A burnt corpse found by a greenkeeper at Denham Golf Club in Buckinghamshire last October was that of a schizophrenic man who had previously stabbed his mother to death before beheading her, removing her left lung and setting the body on fire.
Paul Clark, part of the course management team at the club, spotted a fire and a pile of clothing on a dirt track near the course, and then heard a mobile phone ring. When he went to investigate the noise he discovered the burning body of 40-year-old Chay Sibley.
Sibley, from Scotland, had been sent to a secure mental hospital in 1998 for the manslaughter of his mother the previous year. He was released two years later and was near the golf club last year to see his father who lived locally.
An inquest into his death found that the night before his body was discovered he had visited St Bernhard’s Hospital in Ealing, where he was told that he had to wait until the following day to see someone about his mental health issues, which he feared were reappearing after Googling his own name and finding the results ‘too much to bear’.
In 1997 Sibley, who was suffering from acute schizophrenia, killed his mother, who his father said he idolised, after returning from a week-long trip to Amsterdam, where he had taken huge quantities of alcohol, cocaine and skunk. He claimed at the time that he thought she was the devil.
His father said that psychiatrists told him in 1998 that his son felt so ’embarrassed’ by the killing that it was always likely he would one day commit suicide.
The inquest found that the father of four did take his own life.

- Entries shown -
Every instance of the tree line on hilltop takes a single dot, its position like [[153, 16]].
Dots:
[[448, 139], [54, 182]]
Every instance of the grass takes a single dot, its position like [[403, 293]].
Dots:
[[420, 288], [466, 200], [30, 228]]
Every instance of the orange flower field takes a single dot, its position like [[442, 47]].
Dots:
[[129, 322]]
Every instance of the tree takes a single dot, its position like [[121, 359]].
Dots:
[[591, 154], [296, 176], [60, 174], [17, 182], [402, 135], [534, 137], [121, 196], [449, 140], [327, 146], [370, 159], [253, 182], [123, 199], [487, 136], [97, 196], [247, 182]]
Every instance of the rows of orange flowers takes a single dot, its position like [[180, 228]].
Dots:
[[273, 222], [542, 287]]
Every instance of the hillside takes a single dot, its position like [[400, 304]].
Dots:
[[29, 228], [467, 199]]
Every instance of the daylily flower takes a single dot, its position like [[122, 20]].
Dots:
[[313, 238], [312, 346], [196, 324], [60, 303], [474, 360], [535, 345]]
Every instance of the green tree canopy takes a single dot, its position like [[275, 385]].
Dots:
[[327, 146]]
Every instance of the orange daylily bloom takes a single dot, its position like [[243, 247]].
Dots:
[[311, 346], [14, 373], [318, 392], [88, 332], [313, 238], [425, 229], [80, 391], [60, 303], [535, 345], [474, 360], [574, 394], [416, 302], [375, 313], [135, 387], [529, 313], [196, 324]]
...
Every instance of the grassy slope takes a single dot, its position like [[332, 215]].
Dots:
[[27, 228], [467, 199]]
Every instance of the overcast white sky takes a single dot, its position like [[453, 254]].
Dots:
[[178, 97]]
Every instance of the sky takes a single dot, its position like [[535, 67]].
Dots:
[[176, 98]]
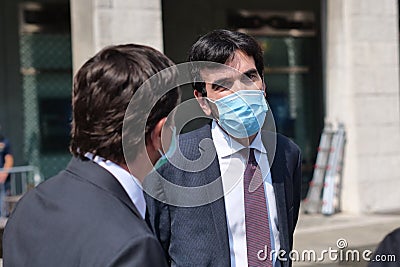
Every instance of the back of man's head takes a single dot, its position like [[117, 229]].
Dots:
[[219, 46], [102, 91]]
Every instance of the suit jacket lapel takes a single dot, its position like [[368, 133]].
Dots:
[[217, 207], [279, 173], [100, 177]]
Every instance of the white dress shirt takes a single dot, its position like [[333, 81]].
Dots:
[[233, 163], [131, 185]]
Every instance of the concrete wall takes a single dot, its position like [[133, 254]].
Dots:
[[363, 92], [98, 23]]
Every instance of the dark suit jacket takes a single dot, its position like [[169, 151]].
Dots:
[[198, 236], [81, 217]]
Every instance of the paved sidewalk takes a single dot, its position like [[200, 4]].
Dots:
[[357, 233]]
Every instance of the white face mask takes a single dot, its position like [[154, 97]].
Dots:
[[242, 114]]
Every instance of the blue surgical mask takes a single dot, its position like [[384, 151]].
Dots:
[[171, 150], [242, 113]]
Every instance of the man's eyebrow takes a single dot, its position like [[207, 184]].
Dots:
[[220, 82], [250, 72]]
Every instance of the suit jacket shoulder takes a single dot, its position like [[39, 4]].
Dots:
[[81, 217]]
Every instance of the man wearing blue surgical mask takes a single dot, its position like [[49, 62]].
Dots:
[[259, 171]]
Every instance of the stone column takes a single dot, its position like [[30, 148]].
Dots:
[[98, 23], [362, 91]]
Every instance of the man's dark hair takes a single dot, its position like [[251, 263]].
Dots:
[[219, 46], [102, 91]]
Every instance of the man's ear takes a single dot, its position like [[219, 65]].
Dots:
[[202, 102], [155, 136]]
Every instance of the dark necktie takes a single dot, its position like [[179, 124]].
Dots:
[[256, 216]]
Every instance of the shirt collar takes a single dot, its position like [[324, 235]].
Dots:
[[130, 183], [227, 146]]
---
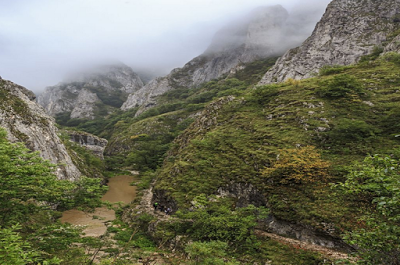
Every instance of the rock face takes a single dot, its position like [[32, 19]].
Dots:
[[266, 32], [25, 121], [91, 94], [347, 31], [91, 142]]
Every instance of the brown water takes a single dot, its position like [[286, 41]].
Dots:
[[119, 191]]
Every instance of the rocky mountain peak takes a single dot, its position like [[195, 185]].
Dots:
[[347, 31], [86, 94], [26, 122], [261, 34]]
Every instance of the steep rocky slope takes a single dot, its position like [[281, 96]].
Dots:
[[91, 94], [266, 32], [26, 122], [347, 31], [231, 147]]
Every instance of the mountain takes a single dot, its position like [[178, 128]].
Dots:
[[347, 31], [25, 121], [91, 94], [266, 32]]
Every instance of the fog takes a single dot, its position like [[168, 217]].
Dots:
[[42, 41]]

- The problem -
Quote the entire news report on the body found at Denham Golf Club, word for word. You can set aside the listing above.

- Solved problem -
A burnt corpse found by a greenkeeper at Denham Golf Club in Buckinghamshire last October was that of a schizophrenic man who had previously stabbed his mother to death before beheading her, removing her left lung and setting the body on fire.
Paul Clark, part of the course management team at the club, spotted a fire and a pile of clothing on a dirt track near the course, and then heard a mobile phone ring. When he went to investigate the noise he discovered the burning body of 40-year-old Chay Sibley.
Sibley, from Scotland, had been sent to a secure mental hospital in 1998 for the manslaughter of his mother the previous year. He was released two years later and was near the golf club last year to see his father who lived locally.
An inquest into his death found that the night before his body was discovered he had visited St Bernhard’s Hospital in Ealing, where he was told that he had to wait until the following day to see someone about his mental health issues, which he feared were reappearing after Googling his own name and finding the results ‘too much to bear’.
In 1997 Sibley, who was suffering from acute schizophrenia, killed his mother, who his father said he idolised, after returning from a week-long trip to Amsterdam, where he had taken huge quantities of alcohol, cocaine and skunk. He claimed at the time that he thought she was the devil.
His father said that psychiatrists told him in 1998 that his son felt so ’embarrassed’ by the killing that it was always likely he would one day commit suicide.
The inquest found that the father of four did take his own life.